== Source excerpt ==
The calibration follows a divide-and-conquer strategy. Single-altitude calibration is performed first, followed by merging ground and aerial cameras using human-verified cross-altitude sets, and finally aligning buildings to a campus-wide system. This avoids doppelganger matching caused by repetitive windows or symmetrical facades that would occur if all images were blindly fed into exhaustive SfM software.

Key Designs¶

1. Multi-altitude Panoramic Temporal Collection: This integrates ground, panoramic, and aerial views into one dataset. Ground iPhone/panorama videos capture facade details (windows, doors, grass, glass, rocks), while drones at 60m/100m/120m provide roofs and large-scale structures. Multi-season/day-night coverage ensures scene appearance is not a static texture but represents real temporal variation.

2. Semi-automatic Scene Graph Calibration: Large-scale building images suffer from "doppelganger" errors (matching visually similar but physically distinct locations). The dataset is represented as a scene graph \(G=(I,P)\). Aerial graphs use exhaustive matching due to lower ambiguity. For ground images, the paper splits multi-appearance sequences into \(I_i^x\). Within-sequence matching is restricted to \(|i-j|\leq 10\). Between-sequence matching uses manual "front/back" building buckets to avoid cross-facade errors: \(P^{x,y}_{between}=\{(I_i^x,I_j^y)|i\in S^x_{front},j\in S^y_{front}\}\cup\{(I_i^x,I_j^y)|i\in S^x_{back},j\in S^y_{back}\}\).
===
== Stored data ==
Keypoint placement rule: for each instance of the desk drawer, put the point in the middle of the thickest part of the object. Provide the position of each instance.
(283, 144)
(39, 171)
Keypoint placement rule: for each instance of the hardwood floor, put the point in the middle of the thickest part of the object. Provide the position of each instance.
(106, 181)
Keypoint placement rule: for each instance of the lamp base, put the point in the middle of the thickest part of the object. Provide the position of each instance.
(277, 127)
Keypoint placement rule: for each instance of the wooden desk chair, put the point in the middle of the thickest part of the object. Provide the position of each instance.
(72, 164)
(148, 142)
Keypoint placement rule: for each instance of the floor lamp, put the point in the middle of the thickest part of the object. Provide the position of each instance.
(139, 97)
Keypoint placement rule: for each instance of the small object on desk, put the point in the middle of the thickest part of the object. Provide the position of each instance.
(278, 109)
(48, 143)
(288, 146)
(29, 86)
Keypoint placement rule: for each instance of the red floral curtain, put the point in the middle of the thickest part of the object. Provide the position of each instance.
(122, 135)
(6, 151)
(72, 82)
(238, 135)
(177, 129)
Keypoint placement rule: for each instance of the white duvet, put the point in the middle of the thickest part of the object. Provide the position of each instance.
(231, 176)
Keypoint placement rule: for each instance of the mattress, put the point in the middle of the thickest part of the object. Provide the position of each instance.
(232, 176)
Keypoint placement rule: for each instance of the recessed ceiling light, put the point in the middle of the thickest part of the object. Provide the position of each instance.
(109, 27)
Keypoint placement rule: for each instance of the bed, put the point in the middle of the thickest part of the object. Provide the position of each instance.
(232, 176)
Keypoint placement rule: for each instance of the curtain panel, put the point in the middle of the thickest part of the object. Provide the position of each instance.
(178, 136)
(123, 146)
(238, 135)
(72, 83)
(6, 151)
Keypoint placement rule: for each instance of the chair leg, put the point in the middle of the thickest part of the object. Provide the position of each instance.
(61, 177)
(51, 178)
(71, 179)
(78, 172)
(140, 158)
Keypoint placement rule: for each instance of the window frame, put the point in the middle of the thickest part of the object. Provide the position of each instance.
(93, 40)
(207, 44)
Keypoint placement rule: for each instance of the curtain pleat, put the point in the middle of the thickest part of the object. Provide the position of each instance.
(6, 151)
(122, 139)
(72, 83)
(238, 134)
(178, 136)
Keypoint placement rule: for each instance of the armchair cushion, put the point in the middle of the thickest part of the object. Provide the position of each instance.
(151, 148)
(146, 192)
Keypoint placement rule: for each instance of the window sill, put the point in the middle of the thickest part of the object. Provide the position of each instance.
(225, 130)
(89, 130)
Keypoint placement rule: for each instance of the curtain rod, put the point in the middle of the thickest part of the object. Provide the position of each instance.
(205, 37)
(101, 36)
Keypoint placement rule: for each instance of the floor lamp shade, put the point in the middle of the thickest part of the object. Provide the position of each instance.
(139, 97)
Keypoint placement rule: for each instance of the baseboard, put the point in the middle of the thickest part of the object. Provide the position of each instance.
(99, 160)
===
== Stored data ==
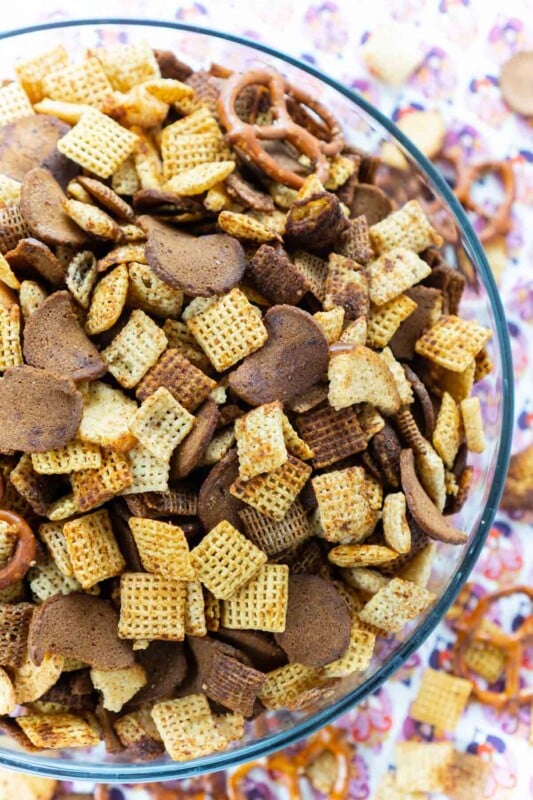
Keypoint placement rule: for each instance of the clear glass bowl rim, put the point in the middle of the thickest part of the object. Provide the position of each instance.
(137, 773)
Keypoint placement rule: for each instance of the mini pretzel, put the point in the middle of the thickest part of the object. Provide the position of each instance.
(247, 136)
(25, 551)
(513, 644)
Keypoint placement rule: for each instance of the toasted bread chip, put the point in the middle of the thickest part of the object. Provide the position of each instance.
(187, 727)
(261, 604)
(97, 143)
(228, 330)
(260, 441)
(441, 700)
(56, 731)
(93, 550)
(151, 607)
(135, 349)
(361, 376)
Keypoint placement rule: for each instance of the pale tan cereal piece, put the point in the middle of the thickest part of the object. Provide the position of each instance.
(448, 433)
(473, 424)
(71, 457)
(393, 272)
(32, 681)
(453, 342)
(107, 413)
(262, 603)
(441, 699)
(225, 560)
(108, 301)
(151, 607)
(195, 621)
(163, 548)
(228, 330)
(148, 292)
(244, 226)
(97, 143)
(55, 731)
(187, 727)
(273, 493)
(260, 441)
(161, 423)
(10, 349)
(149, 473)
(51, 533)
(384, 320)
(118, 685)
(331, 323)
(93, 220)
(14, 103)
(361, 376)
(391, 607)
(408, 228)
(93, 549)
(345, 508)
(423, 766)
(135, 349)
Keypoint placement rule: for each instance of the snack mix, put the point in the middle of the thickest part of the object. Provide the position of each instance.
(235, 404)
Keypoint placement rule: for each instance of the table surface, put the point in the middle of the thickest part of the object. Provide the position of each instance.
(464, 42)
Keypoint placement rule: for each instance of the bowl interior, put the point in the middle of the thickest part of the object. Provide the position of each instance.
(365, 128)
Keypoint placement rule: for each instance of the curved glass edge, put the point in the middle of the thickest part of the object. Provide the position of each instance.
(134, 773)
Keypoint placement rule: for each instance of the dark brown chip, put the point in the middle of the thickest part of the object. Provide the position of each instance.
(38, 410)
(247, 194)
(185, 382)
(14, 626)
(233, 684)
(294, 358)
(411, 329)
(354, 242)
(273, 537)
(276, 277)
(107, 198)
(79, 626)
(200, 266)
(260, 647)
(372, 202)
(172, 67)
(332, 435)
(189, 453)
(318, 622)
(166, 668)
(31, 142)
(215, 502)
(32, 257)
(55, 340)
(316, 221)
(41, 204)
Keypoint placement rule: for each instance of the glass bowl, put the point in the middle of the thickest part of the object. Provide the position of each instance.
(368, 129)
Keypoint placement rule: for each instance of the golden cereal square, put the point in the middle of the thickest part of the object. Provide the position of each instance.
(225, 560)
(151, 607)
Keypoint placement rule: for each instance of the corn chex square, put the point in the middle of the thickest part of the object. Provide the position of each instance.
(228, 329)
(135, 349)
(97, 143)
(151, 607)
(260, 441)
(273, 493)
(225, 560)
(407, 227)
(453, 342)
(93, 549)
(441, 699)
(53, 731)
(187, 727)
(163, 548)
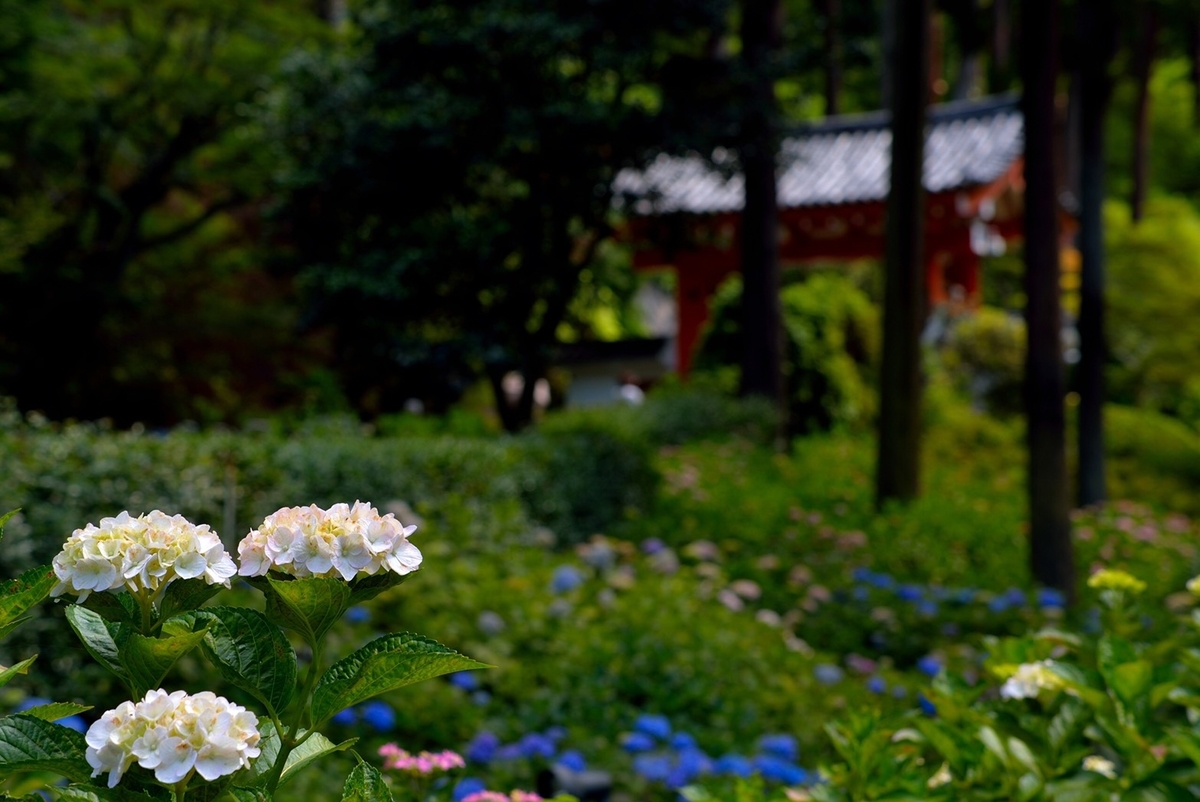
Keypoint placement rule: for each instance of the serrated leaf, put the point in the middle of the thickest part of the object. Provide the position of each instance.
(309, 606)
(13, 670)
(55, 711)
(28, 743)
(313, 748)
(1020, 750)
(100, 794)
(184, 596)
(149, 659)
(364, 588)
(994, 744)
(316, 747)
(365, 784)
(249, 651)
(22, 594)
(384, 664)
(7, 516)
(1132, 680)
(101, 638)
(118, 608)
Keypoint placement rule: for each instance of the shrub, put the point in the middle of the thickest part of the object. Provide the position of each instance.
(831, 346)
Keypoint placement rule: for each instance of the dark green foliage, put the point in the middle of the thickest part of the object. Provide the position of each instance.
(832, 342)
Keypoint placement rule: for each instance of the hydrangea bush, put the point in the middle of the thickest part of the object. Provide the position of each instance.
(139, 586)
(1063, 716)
===
Goals →
a - Answer these from the passage on multi-altitude scene calibration:
(i) At which altitudes do the drones capture imagery?
(ii) What reason is given for using exhaustive matching on aerial graphs?
(iii) What limit is placed on within-sequence matching?
b - In the passage on multi-altitude scene calibration, turn the paragraph beginning "1. Multi-altitude Panoramic Temporal Collection" into a short bulleted list that keeps its main facts.
c - Pick up the passage on multi-altitude scene calibration after its final sentence and continue it in the same technical voice.

Results for each task →
a -
(i) 60m, 100m and 120m.
(ii) Aerial graphs have lower ambiguity.
(iii) It is restricted to image pairs with \(|i-j|\leq 10\).

b -
- Combines ground, panoramic and aerial views in one dataset.
- Ground iPhone and panorama videos capture facade details such as windows, doors, grass, glass and rocks.
- Drones at 60m, 100m and 120m capture roofs and large-scale structures.
- Multi-season and day-night coverage makes scene appearance reflect real temporal variation rather than a static texture.

c -
3. Transition Drone Sequences for Cross-altitude Connection: The baseline between ground and 120m aerial views is too large for direct matching. ULTRA-360 includes ascending videos (0m to 60m). These transition sequences bridge the gap, preventing cross-altitude calibration from relying on extreme baseline matching.

4. Coordinate Alignment via Position and Rotation Points: SfM yields arbitrary scales and orientations. Procrustes alignment often focuses on camera centers: \(s^*,r^*,t^*=\arg\min_{s,r,t}\sum_i\|s(rp_X^i+t)-p_Y^i\|^2\). This may align positions but leave rotations skewed. The authors project three "rotation points" \(P^i_{rot}=P^i_{pos}+s_XR^{i,X}\) for each camera. The optimization penalizes both center and rotation point errors, crucial for merging multiple calibration blocks.

Key Experimental Results¶

Main Results¶

Cross-altitude matching experiments reveal that many feed-forward methods fail under large baseline shifts. RoMa-based series show better recall but require filtering to suppress false positives.

Method	Building #10	#24	#34	#49	#54	Observation
SIFT	0	0	0	0	0	Fails under cross-altitude changes
SP+SG	0	0	0	0	0	Conservative, high specificity, low recall
RoMa	0.0854	0.0023	0.0036	0	0.1388	Some recall, but unstable/false positives
SP+RoMa	0.3738	0	0	0	0.5966	Improved via SuperPoint filtering
DaD+RoMa	0.6941	0.8000	0.7915	0.7440	0.6380	Overall best, still fails on some buildings

Ablation Study¶

Multi-altitude reconstruction results show that simply merging ground and aerial data does not guarantee better performance. Hierarchical/LOD methods like Octree-GS and Scaffold-GS are more stable.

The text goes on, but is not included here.